[Location identification lines]
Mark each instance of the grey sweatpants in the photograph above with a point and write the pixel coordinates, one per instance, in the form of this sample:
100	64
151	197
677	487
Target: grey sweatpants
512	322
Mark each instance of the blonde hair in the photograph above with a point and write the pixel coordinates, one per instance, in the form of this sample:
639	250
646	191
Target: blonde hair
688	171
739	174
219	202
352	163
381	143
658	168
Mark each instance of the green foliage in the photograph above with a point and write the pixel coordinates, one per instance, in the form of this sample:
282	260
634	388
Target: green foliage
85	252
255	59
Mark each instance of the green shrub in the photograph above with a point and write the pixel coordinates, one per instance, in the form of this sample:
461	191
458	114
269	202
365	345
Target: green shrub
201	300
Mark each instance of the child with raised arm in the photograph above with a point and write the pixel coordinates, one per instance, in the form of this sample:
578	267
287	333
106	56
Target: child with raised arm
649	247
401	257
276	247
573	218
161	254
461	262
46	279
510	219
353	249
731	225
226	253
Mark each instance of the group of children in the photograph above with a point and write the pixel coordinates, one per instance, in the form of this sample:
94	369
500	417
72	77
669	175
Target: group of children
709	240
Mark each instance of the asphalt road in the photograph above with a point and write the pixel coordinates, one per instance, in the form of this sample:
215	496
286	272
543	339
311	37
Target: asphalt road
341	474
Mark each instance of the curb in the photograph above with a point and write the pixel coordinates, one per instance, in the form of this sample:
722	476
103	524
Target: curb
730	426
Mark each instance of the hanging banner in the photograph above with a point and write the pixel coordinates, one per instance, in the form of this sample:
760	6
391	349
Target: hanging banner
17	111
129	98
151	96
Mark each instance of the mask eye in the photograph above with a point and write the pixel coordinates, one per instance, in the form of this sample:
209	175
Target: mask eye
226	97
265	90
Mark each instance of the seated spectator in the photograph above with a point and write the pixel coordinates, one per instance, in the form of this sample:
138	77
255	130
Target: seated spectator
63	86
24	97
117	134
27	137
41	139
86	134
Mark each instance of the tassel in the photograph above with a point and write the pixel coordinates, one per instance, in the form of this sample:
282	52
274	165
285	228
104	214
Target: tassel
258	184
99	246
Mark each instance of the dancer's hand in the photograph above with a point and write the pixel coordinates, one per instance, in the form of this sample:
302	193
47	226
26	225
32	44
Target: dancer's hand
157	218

■ To do: Please copy all of the lines above word for word, with no changes.

■ Solution:
Mark each instance of the grey sweatpants in the photograph above with a point and write the pixel coordinates, one per instance, in the form of this sample:
100	64
151	197
677	487
Target: grey sweatpants
512	322
Mark each instance of the blonde hair in the photograph above with a point and write the pixel coordinates, one per instance, in the form of this sample:
639	250
646	191
Target: blonde hair
688	171
739	174
219	202
352	163
381	143
658	168
Mark each instance of the green foliage in the photograph above with a point and write the pixel coordinates, one per instance, in the form of this sample:
282	260
634	388
Target: green foliage
85	252
255	59
Mark each instance of the green shrub in the photograph above with a point and write the pixel coordinates, one per instance, in the form of this sample:
461	191
458	114
269	202
365	345
Target: green shrub
201	300
Mark each instance of the child with raised arm in the photograph above with a point and write the pixel coordinates, one per instance, in the form of this sample:
578	267
287	333
106	56
Target: child with raised arm
649	247
401	257
276	247
573	218
161	254
461	262
46	279
510	219
353	249
731	225
226	253
Mark each instance of the group of children in the photograph above with a point and write the pixel coordinates, one per instance, in the form of this sample:
94	369
500	417
72	77
669	175
Target: group of children
709	240
Mark each instance of the asphalt road in the photograph above with a point and write the pixel coordinates, one per instance, in the form of this sample:
215	496
286	272
543	339
311	37
Target: asphalt road
341	474
Mark each instance of the curb in the photograph above with a point and write the pixel coordinates, one per instance, in the form of this sample:
722	476
103	524
Target: curb
730	426
Mark each instance of the hanging banner in the photograph above with a point and write the pixel coordinates, one per instance, in the form of this sample:
760	6
391	349
Target: hanging banner
17	111
129	98
151	96
Mark each instance of the mask eye in the photograph above with a point and write the pixel coordinates, one per instance, in the form of this sample:
209	175
Target: mask eye
226	97
265	90
Mark each instance of the seated spectator in the photograph above with a point and write the pixel coordinates, one per instance, in the form of this sample:
138	77
255	130
Target: seated spectator
63	86
24	97
117	134
27	137
41	139
86	134
Mark each instance of the tassel in the photograph above with a point and write the pixel coordinates, one per instance, in the form of this sample:
282	52
274	165
285	228
104	214
Target: tassel
258	184
99	246
Mark each instance of the dancer's hand in the photograph above with a point and write the pixel coordinates, one per instance, in the form of this sample:
302	193
47	226
26	225
32	44
Target: dancer's hand
157	218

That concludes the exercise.